→ KUTIPAN SUMBER:
════════════════
Jumat, 13 Maret 2009

Janji Gombal Diobral

Dahulu kala saat memilih pemimpin adalah mereka yang kompeten tetapi tidak punya ambisi pribadi untuk memimpin kaum dan masyarakatnya, mereka tidak menerima tampuk pimpinan dan tahta sebagai sesuatu yang diburu, tetapi sebagai sesuatu yang dianggap sebagai amanah, yang merupakan barang yang berat yang harus dipertanggungjawabkan kepada masyarakat dan Tuhannya, tidak mudah menjadi pemimpin, berat membimbing umat dan lain sebagainya. Biasanya mereka menolak dengan halus tetapi "dengan terpaksa" karena biasanya didesak dan diangkat secara aklamasi oleh masyarakat maka mereka menjadilah pimpinan yang memang mereka percayai dan mereka segani dengan dasar yang kuat memberikan mandat dan kepemimpinan kepada mereka yang memang terpilih. Dan biasanya pemimpin yang demikian memimpin dengan sangat baik dan masyarakatnya pun patuh kepadanya, hukum berjalan dengan sangat baik karena berada ditangan yang benar dan tepat.
════════════════
→ TUGAS: Dari kutipan sumber di atas, sebutkan semua hal yang menurut kalimat terakhirnya terjadi kalau pemimpin seperti itu yang memimpin.

→ DATA TERSEDIA:
════════════════
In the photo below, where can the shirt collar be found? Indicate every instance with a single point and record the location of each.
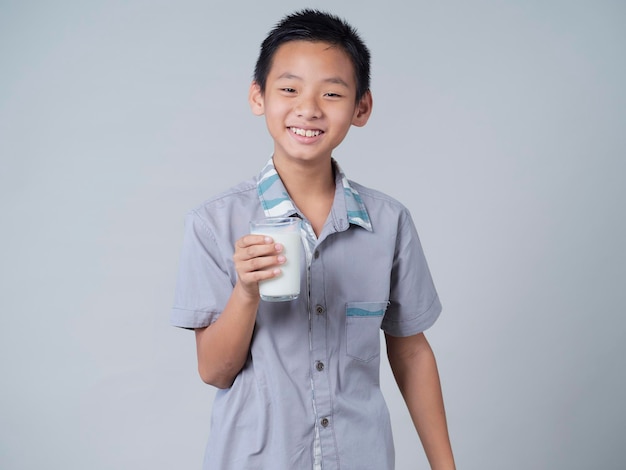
════════════════
→ JAWABAN DI BAWAH:
- Pemimpin itu memimpin dengan sangat baik.
- Masyarakatnya patuh kepadanya.
- Hukum berjalan dengan sangat baik karena berada di tangan yang benar dan tepat.